THE EXERCISE:
Repeat the listing in full, exactly as it stands.
----------------
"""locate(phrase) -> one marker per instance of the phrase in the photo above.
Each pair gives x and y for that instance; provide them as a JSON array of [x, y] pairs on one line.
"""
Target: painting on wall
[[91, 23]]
----------------
RESULT:
"""locate(phrase) -> one marker per instance of the phrase in the photo above.
Each pair gives x and y for that instance; provide them as a JSON array of [x, y] pairs on one line.
"""
Target: painting on wall
[[91, 23]]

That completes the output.